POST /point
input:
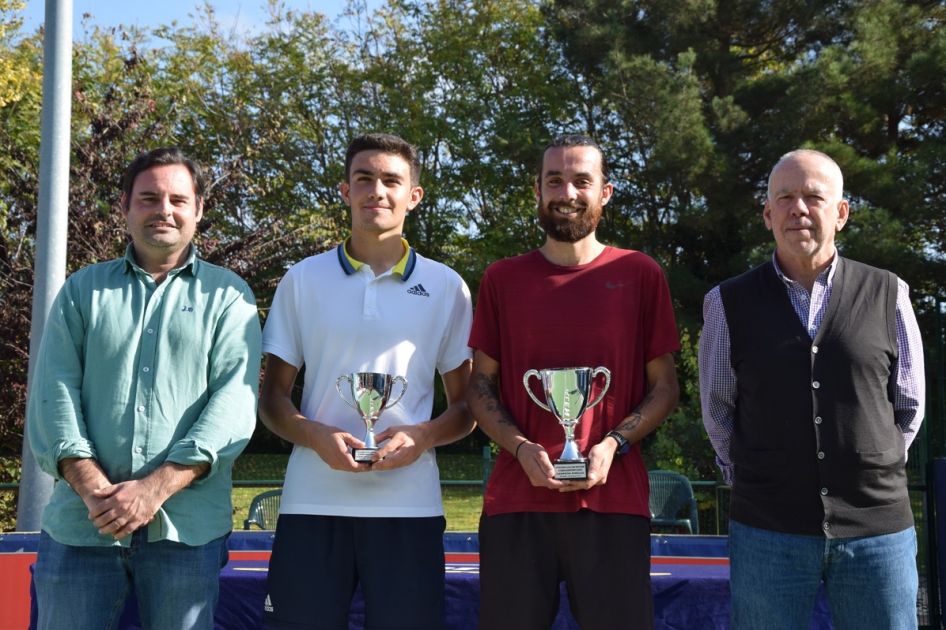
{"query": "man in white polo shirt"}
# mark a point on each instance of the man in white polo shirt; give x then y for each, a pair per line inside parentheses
(370, 305)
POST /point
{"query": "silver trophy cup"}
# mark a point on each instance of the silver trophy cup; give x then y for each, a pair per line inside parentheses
(566, 393)
(370, 391)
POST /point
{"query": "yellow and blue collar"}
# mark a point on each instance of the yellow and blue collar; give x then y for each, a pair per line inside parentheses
(404, 267)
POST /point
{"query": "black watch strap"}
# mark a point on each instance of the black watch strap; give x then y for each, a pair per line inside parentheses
(623, 445)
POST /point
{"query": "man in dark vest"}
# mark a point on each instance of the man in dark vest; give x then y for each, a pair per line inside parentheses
(811, 376)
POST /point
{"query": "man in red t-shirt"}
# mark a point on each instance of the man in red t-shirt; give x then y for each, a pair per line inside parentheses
(572, 303)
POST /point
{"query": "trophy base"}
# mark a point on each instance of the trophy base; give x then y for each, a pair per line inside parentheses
(363, 455)
(566, 469)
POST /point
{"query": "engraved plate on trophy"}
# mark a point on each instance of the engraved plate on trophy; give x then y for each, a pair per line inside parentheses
(370, 392)
(566, 397)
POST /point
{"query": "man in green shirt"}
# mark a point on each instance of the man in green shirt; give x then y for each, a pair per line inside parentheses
(144, 394)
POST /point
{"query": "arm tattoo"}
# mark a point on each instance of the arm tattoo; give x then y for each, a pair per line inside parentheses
(488, 387)
(635, 418)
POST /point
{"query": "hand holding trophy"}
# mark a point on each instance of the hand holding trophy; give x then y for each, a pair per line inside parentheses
(567, 391)
(370, 391)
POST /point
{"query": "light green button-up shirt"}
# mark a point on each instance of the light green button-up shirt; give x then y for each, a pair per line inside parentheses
(135, 374)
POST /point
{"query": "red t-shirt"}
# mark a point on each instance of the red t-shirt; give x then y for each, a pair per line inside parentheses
(613, 312)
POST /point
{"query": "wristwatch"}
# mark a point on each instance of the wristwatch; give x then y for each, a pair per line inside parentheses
(623, 445)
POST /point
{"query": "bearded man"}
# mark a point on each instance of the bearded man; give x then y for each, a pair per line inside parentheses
(573, 302)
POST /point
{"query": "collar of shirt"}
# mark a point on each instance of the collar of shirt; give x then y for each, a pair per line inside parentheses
(404, 268)
(810, 307)
(190, 264)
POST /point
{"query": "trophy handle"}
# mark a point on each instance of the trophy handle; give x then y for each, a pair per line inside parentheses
(345, 377)
(403, 389)
(525, 381)
(607, 384)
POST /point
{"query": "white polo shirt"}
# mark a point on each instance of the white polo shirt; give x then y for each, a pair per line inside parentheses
(336, 318)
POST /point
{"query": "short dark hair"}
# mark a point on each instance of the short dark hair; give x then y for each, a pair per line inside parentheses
(577, 140)
(162, 156)
(386, 143)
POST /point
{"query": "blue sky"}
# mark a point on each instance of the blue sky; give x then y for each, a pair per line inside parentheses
(245, 15)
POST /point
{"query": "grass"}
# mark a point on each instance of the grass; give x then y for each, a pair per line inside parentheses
(462, 504)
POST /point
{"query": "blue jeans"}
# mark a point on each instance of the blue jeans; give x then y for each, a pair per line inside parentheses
(870, 582)
(86, 587)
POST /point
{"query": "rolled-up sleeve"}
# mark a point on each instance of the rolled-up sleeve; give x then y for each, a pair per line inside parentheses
(54, 415)
(717, 381)
(226, 423)
(910, 395)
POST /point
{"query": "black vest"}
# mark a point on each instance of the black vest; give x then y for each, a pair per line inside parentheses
(815, 447)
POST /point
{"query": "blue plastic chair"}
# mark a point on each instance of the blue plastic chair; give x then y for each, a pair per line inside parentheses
(264, 510)
(669, 493)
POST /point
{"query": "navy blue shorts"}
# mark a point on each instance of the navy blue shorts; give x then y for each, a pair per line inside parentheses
(318, 561)
(604, 560)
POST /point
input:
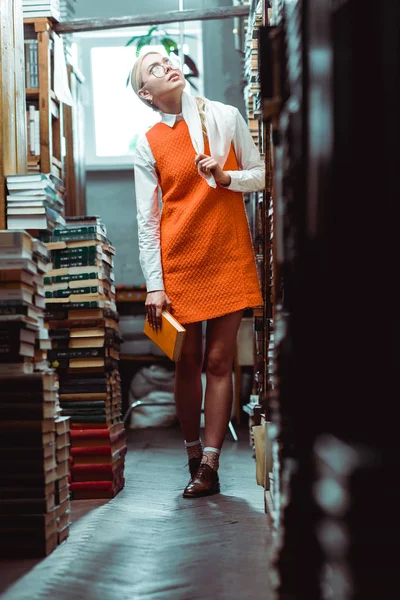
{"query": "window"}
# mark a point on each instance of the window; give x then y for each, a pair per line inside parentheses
(115, 117)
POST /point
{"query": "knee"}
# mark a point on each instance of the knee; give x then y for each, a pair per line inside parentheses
(191, 361)
(218, 364)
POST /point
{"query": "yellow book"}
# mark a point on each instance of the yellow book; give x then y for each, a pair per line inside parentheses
(169, 338)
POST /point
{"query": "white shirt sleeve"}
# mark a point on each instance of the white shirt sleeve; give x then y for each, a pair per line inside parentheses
(148, 216)
(251, 177)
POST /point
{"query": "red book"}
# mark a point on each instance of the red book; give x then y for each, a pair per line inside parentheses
(102, 437)
(96, 489)
(97, 472)
(97, 455)
(87, 433)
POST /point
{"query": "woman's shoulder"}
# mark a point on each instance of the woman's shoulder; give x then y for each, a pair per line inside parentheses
(221, 106)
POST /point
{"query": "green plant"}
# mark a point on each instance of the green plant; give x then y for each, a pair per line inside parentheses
(158, 37)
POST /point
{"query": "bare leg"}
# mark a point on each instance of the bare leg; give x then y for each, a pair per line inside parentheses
(220, 352)
(188, 388)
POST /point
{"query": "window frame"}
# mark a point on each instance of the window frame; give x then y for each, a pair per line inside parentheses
(85, 42)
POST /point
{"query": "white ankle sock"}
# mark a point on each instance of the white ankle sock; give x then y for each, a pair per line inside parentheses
(211, 457)
(194, 449)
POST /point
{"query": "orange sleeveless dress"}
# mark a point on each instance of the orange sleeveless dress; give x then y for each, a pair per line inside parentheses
(207, 253)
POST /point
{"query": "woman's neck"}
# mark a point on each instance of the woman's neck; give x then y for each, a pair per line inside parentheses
(171, 106)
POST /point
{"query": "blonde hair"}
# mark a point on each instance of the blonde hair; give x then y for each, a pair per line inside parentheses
(201, 106)
(136, 78)
(137, 84)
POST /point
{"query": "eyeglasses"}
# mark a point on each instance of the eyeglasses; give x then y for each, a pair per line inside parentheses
(160, 70)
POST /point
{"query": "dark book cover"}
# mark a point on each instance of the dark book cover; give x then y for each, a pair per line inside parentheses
(12, 355)
(68, 306)
(72, 277)
(91, 405)
(66, 293)
(84, 389)
(78, 412)
(108, 364)
(25, 439)
(69, 261)
(77, 237)
(18, 506)
(83, 379)
(61, 353)
(77, 251)
(31, 383)
(14, 308)
(92, 419)
(21, 521)
(27, 411)
(22, 492)
(27, 453)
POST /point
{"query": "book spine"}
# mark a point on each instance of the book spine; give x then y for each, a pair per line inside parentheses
(60, 353)
(37, 133)
(69, 261)
(76, 238)
(75, 231)
(74, 291)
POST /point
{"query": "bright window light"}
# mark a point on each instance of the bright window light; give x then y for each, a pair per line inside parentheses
(120, 117)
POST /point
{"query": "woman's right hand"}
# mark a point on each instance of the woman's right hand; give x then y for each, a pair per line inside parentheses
(156, 302)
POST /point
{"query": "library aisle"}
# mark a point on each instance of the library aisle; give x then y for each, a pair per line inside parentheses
(150, 543)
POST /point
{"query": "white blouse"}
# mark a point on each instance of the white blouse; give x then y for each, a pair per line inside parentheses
(250, 178)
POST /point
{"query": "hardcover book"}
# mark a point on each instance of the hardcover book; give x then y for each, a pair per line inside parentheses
(170, 338)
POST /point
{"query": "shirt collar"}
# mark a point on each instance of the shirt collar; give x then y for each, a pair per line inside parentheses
(169, 119)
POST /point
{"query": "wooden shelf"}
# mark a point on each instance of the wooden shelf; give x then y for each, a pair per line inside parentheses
(32, 93)
(144, 358)
(56, 162)
(130, 296)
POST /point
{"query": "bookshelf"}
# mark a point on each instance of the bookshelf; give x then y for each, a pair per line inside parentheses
(59, 147)
(45, 153)
(75, 199)
(12, 97)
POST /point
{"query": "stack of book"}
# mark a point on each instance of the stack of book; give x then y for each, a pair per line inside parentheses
(35, 202)
(67, 9)
(20, 310)
(252, 88)
(62, 487)
(34, 9)
(32, 515)
(84, 330)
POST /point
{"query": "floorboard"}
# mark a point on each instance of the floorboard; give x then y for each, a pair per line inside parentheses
(151, 543)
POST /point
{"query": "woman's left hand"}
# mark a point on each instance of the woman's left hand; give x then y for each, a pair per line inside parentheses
(207, 165)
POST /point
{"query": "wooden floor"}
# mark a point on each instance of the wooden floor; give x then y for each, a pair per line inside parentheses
(149, 543)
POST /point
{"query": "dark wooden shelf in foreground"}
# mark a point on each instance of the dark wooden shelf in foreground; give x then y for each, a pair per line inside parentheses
(144, 358)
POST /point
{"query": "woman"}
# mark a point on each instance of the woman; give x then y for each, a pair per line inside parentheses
(198, 258)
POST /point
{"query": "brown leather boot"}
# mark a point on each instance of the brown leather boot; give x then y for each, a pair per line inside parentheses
(205, 482)
(194, 464)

* _TASK DETAILS_
Count the lines in the items above that contain "sleeveless", matching case exactly, and give only the number.

* _OUTPUT FOR THIS EXERCISE_
2